» **Task prompt**: Retype everything from the start of the data down to and including the line that contains "point(394, 124)". Leave the pictures out of your answer.

Point placement data:
☆ ☆ ☆
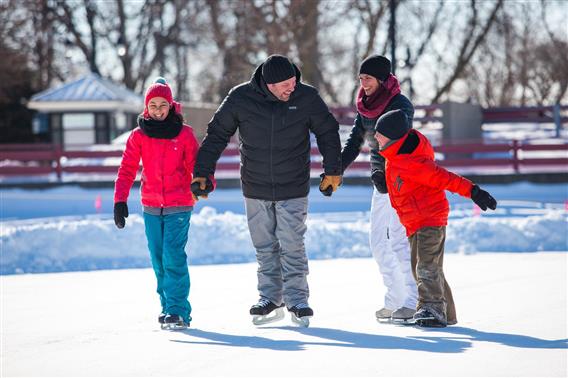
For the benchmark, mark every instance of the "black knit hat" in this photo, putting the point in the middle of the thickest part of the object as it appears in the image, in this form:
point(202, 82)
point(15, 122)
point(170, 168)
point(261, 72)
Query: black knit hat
point(277, 68)
point(377, 66)
point(394, 124)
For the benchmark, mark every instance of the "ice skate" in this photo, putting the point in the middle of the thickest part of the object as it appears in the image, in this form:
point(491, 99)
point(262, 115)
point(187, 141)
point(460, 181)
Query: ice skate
point(301, 314)
point(384, 315)
point(403, 315)
point(428, 318)
point(265, 312)
point(174, 322)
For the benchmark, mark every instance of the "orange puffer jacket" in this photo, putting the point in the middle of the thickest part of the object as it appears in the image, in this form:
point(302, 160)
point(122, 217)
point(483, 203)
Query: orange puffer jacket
point(416, 184)
point(167, 166)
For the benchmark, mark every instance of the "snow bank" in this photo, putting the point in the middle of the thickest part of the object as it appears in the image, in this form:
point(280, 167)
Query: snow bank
point(93, 242)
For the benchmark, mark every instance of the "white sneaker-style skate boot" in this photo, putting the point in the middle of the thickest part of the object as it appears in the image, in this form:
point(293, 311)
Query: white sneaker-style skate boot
point(384, 315)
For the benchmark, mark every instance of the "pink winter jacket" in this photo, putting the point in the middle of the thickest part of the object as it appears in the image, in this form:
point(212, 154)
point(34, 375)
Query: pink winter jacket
point(167, 166)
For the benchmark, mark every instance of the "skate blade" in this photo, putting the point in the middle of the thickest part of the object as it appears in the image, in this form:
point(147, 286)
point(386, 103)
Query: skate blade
point(174, 326)
point(409, 321)
point(429, 323)
point(277, 314)
point(302, 322)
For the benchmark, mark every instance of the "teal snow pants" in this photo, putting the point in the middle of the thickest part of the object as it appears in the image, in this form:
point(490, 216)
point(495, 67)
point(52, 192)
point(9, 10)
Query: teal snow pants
point(167, 236)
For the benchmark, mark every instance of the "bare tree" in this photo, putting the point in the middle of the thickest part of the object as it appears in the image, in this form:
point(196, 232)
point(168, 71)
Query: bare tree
point(473, 37)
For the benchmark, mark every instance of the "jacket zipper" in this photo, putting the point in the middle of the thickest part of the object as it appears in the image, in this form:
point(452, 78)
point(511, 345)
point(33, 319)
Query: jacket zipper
point(271, 151)
point(163, 183)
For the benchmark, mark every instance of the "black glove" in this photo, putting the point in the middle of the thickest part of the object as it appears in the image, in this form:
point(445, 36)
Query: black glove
point(378, 179)
point(327, 191)
point(196, 187)
point(483, 199)
point(120, 213)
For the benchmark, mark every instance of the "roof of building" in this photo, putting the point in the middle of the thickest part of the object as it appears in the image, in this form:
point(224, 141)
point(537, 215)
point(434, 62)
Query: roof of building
point(91, 87)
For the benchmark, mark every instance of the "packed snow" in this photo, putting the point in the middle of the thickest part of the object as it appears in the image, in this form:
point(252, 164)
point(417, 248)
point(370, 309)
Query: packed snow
point(511, 313)
point(507, 270)
point(219, 233)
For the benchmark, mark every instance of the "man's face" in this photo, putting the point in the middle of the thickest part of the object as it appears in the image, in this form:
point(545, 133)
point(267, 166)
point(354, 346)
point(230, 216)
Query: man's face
point(283, 89)
point(381, 140)
point(158, 108)
point(369, 84)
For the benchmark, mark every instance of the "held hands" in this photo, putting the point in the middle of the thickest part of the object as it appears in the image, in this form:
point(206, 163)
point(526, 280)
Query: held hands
point(329, 184)
point(378, 179)
point(120, 213)
point(201, 187)
point(483, 199)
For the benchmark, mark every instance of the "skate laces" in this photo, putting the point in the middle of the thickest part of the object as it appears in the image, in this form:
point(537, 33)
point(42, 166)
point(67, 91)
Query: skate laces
point(262, 303)
point(302, 305)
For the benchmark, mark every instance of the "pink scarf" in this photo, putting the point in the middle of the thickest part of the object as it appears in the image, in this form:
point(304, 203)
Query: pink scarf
point(373, 106)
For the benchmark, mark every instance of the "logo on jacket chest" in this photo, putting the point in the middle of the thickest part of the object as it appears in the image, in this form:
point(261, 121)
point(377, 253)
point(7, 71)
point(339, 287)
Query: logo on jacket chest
point(174, 143)
point(398, 183)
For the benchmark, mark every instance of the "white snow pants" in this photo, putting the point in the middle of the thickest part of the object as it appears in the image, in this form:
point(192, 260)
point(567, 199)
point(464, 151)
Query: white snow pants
point(391, 250)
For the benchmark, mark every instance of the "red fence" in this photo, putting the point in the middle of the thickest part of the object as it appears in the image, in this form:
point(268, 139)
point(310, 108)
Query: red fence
point(512, 157)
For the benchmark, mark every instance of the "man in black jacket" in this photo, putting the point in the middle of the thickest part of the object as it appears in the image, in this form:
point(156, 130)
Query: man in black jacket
point(274, 113)
point(378, 94)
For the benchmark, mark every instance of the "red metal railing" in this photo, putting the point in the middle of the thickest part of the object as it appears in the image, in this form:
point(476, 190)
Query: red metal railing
point(29, 160)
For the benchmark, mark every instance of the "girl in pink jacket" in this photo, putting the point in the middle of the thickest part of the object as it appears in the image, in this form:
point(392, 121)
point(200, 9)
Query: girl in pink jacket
point(167, 148)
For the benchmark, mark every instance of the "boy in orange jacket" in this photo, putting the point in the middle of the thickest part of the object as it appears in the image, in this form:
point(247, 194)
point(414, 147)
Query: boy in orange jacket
point(416, 187)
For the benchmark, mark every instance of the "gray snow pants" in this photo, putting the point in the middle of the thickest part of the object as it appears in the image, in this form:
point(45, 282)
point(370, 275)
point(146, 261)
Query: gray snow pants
point(277, 230)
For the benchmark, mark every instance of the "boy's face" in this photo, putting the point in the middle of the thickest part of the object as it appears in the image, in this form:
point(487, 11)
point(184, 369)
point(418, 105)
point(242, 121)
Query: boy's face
point(369, 84)
point(381, 140)
point(158, 108)
point(283, 90)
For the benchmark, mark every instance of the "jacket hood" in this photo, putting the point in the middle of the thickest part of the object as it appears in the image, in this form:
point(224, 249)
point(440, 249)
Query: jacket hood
point(424, 147)
point(259, 85)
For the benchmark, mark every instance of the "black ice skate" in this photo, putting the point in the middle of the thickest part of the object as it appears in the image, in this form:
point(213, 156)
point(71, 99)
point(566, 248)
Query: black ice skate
point(428, 318)
point(301, 314)
point(266, 312)
point(174, 322)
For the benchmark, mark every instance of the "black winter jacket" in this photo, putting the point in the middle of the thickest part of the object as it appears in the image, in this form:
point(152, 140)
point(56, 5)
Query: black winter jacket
point(364, 128)
point(274, 138)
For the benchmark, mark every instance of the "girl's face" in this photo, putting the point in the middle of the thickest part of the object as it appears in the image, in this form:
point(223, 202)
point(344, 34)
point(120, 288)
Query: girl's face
point(381, 140)
point(158, 108)
point(369, 84)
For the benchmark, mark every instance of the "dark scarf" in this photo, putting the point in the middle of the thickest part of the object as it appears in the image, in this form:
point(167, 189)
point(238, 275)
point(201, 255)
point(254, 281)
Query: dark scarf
point(373, 106)
point(169, 128)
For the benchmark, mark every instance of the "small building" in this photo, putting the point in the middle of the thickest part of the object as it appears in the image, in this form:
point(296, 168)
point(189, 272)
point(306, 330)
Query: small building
point(90, 110)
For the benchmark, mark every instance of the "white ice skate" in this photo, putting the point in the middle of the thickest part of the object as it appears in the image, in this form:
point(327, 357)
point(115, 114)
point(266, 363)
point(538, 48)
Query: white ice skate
point(265, 312)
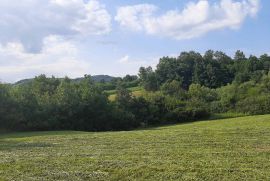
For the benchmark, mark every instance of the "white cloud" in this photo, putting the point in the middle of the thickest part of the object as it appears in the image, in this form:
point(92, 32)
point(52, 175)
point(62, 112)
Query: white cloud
point(124, 59)
point(57, 57)
point(194, 20)
point(30, 21)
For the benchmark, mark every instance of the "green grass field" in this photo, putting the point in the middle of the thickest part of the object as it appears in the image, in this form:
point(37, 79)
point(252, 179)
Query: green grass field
point(227, 149)
point(135, 91)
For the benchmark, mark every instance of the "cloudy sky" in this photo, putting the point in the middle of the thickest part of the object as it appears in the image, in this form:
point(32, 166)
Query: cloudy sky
point(116, 37)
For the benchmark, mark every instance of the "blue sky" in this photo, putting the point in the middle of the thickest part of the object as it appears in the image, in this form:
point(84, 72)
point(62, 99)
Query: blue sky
point(116, 37)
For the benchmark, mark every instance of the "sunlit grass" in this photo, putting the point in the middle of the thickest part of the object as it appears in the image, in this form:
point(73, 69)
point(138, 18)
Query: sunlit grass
point(227, 149)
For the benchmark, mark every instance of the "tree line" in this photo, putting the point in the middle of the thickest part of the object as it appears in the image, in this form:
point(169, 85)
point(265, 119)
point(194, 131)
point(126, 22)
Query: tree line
point(181, 89)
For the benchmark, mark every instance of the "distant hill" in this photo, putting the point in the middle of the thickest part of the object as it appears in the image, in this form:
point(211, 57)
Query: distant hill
point(96, 78)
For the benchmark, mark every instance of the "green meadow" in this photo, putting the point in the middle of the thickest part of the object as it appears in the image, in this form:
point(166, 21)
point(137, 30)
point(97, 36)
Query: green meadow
point(226, 149)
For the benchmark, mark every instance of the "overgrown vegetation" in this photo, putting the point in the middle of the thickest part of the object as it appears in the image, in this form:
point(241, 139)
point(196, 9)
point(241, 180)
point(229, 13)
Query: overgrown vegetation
point(187, 88)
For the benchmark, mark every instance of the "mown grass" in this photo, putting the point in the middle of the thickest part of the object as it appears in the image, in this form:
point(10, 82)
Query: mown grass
point(135, 91)
point(227, 149)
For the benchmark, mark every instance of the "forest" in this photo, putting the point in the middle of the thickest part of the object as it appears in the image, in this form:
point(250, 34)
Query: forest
point(186, 88)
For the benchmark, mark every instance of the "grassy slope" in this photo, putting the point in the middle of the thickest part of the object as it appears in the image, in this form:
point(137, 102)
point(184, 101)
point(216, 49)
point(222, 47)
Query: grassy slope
point(136, 91)
point(228, 149)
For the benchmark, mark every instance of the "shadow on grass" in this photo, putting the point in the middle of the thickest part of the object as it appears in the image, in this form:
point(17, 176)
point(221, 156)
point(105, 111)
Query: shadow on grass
point(37, 133)
point(10, 145)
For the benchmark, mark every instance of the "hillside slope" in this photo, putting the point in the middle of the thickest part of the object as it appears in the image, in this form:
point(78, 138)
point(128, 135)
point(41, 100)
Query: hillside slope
point(228, 149)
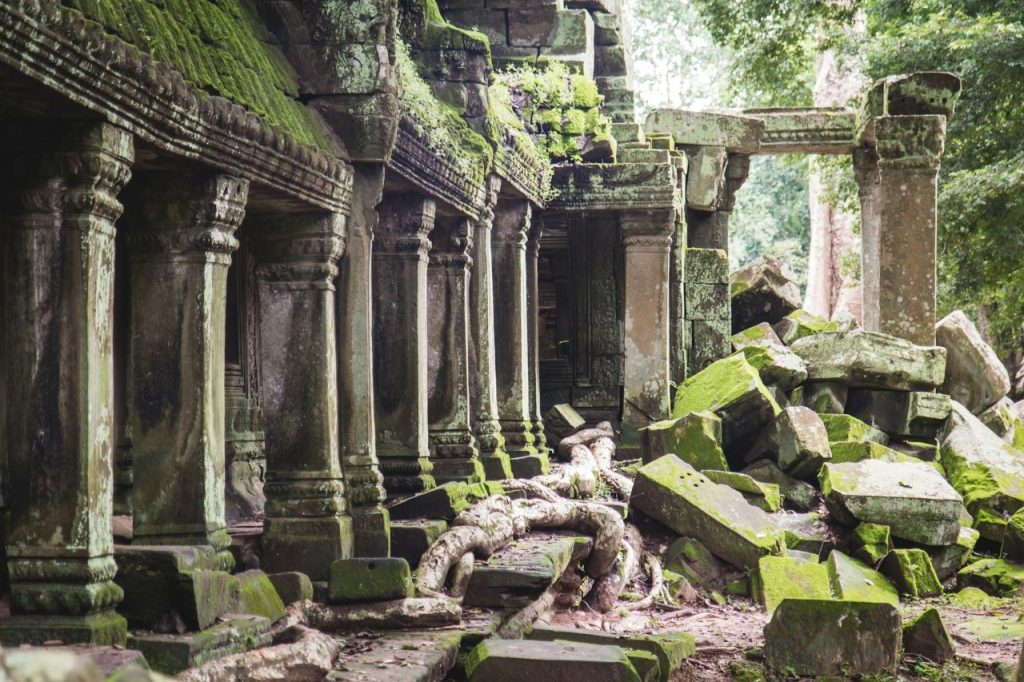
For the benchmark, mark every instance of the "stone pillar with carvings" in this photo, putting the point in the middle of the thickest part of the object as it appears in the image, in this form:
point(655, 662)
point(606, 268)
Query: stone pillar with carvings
point(59, 206)
point(647, 238)
point(453, 446)
point(364, 483)
point(489, 440)
point(306, 526)
point(532, 320)
point(180, 242)
point(400, 346)
point(512, 220)
point(909, 151)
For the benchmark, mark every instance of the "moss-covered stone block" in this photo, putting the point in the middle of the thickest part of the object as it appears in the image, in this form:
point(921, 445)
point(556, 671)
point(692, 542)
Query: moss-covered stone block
point(912, 572)
point(367, 580)
point(675, 494)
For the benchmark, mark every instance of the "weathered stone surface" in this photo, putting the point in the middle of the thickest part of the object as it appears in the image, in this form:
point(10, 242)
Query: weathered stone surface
point(818, 637)
point(927, 636)
point(869, 359)
point(901, 414)
point(733, 390)
point(672, 492)
point(795, 493)
point(912, 572)
point(988, 472)
point(503, 659)
point(695, 438)
point(975, 376)
point(762, 292)
point(911, 499)
point(369, 580)
point(797, 439)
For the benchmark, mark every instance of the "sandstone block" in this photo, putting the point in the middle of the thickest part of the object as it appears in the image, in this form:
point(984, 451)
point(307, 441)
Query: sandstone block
point(975, 376)
point(912, 500)
point(675, 494)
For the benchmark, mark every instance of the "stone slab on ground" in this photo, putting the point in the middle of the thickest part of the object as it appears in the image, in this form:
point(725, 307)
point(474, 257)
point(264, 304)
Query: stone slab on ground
point(504, 659)
point(843, 638)
point(516, 574)
point(172, 653)
point(975, 377)
point(675, 494)
point(913, 500)
point(869, 359)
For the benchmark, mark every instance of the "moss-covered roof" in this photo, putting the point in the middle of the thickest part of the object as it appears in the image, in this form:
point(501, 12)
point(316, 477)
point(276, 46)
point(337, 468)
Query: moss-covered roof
point(222, 48)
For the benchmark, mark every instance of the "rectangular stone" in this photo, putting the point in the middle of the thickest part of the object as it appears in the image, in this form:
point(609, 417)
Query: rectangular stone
point(675, 494)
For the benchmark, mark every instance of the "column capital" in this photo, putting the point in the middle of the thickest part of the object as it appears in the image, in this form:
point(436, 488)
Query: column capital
point(912, 142)
point(179, 213)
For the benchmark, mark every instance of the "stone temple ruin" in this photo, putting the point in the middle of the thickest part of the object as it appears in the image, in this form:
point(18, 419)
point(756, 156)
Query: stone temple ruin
point(299, 294)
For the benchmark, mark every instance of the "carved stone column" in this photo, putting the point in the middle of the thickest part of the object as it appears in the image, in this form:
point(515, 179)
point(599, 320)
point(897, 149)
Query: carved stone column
point(364, 483)
point(452, 443)
point(647, 237)
point(182, 235)
point(306, 525)
point(865, 171)
point(512, 219)
point(59, 205)
point(532, 357)
point(400, 346)
point(909, 152)
point(481, 314)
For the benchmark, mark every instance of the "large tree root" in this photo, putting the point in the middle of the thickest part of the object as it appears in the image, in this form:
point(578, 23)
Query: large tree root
point(309, 655)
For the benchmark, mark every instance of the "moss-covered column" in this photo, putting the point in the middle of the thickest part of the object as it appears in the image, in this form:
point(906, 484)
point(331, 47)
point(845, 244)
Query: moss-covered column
point(532, 320)
point(865, 171)
point(400, 348)
point(647, 238)
point(512, 220)
point(180, 241)
point(453, 446)
point(59, 205)
point(481, 321)
point(306, 525)
point(364, 483)
point(909, 152)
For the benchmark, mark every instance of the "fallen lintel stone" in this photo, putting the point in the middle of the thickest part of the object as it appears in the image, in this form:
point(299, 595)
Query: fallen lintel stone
point(675, 494)
point(913, 500)
point(870, 359)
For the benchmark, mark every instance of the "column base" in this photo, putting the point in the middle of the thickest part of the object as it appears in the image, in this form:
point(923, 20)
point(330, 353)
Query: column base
point(371, 531)
point(105, 628)
point(308, 545)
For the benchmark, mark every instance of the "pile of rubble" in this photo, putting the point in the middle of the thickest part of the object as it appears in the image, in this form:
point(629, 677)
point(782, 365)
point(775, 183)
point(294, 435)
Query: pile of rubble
point(829, 472)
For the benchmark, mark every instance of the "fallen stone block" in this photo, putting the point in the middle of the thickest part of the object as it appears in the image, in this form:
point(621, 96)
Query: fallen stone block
point(870, 359)
point(797, 439)
point(912, 500)
point(777, 366)
point(695, 438)
point(997, 578)
point(821, 396)
point(763, 496)
point(733, 390)
point(847, 427)
point(975, 377)
point(815, 637)
point(912, 572)
point(676, 495)
point(796, 494)
point(504, 659)
point(800, 324)
point(986, 471)
point(369, 580)
point(901, 414)
point(927, 636)
point(762, 292)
☆ ☆ ☆
» **Written solution**:
For the benchmark, mark every instance of the "black knit hat" in this photo, putting the point in the middle of the thickest part of the object as it appears in the image, in this form:
point(202, 82)
point(15, 122)
point(170, 168)
point(261, 72)
Query: black knit hat
point(277, 68)
point(377, 66)
point(394, 124)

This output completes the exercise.